■ Problema posto 1
Indica se ciascuna delle affermazioni seguenti concorda con il testo sugli Health Big Data, rispondendo sì o no e citando le parole decisive del testo: (a) al suo arrivo nell'azienda, Alparone fece preparare dei report in Excel; (b) le informazioni raccolte allora erano già ben strutturate; (c) Alparone si è rivolto a Maps Healthcare.
=== Testo estratto ===
Proprio questa capacità di misurare il percorso e l’esito è fondamentale e rappresenta una sfida ancora aperta nella Sanità:
“Sarebbe auspicabile riuscire, anche da un punto di vista di bilancio, a fare questo salto culturale, misurando il beneficio che arriva al paziente in termini, per esempio, di minori accessi al pronto soccorso, di minori ricadute in fenomeni acuti o di migliore stato della propria salute. Solo chi sarà in grado di interpretare questa nuova logica sarà vincente”, continua Alparone.
Per riuscire ad ottenere tali risultati, occorre lavorare sulla data quality e sulla data consolidation, oltre che sulle modalità di raccolta:
“Quando arrivai in questa azienda – racconta Alparone – feci predisporre una serie di report in excel che fornivano una visione complessiva di quale fosse la governance della struttura: raccoglievamo dati come i volumi ricoveri, quelli delle attività ambulatoriali, i tempi d’attesa, i posti letto disponibili… Ero fermamente convinto, già all’epoca, di aver bisogno di queste informazioni per poter orientare le decisioni aziendali e condividerle con il resto del management”.
Il problema, allora, era che le informazioni erano destrutturate e la fruizione del dato era poco funzionale.
La soluzione tecnologica con gli Health Big Data
L’obiettivo di acquisizione di Health Big Data di Alparone era chiaro sin da subito:
“La mia esigenza – chiarisce il Direttore – era avere un quadro di informazioni che potessero orientare l’attività day by day, ma anche la strategia a medio termine”.
Ripescando dalla sua esperienza passata, Alparone immaginava di predisporre un tableau de bord utile per orientare le decisioni.
Per farlo, si è rivolto a Maps Healthcare, business unit di Maps Group dedicata al mondo eHealth , che sviluppa soluzioni tecnologiche data driven pensate per accompagnare le organizzazioni sanitarie, pubbliche e private, nel loro percorso di trasformazione digitale verso modelli connected care.
=== Estratti dei dati ===
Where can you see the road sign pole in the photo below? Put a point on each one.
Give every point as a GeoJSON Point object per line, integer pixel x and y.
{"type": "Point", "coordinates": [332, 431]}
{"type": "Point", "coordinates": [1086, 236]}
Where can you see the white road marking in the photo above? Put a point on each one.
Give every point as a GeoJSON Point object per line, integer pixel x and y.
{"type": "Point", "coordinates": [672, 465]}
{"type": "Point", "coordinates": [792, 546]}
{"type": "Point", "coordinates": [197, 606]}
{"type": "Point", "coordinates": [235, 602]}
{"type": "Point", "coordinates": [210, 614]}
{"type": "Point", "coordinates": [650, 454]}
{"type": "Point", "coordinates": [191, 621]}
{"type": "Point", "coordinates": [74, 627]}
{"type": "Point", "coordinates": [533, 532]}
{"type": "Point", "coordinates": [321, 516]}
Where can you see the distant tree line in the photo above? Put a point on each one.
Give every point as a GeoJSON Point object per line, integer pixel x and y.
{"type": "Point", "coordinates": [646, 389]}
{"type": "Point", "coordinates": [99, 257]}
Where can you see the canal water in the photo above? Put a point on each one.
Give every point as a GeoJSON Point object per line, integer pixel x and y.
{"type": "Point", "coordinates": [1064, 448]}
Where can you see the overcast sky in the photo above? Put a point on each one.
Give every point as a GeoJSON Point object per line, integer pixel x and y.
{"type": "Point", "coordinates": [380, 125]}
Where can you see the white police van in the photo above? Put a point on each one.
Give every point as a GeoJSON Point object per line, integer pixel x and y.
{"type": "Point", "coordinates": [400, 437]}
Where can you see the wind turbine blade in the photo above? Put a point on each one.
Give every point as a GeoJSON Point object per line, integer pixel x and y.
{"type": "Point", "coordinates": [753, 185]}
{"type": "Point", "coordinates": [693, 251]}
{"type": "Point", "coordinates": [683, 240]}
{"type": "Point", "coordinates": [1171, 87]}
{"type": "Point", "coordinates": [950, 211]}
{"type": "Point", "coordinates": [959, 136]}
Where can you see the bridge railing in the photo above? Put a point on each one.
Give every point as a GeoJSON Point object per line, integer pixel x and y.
===
■ Problema posto 2
Estrai dalle righe qui sopra ogni riga che contiene la stringa "each", distinguendo tra maiuscole e minuscole.

■ Risposta al compito 1
(a) Sì: "feci predisporre una serie di report in excel".
(b) No: "le informazioni erano destrutturate e la fruizione del dato era poco funzionale".
(c) Sì: "si è rivolto a Maps Healthcare".

■ Risposta al compito 2
Where can you see the road sign pole in the photo below? Put a point on each one.
Where can you see the white road marking in the photo above? Put a point on each one.
Where can you see the distant tree line in the photo above? Put a point on each one.
Where can you see the canal water in the photo above? Put a point on each one.
Where can you see the overcast sky in the photo above? Put a point on each one.
Where can you see the white police van in the photo above? Put a point on each one.
Where can you see the wind turbine blade in the photo above? Put a point on each one.
Where can you see the bridge railing in the photo above? Put a point on each one.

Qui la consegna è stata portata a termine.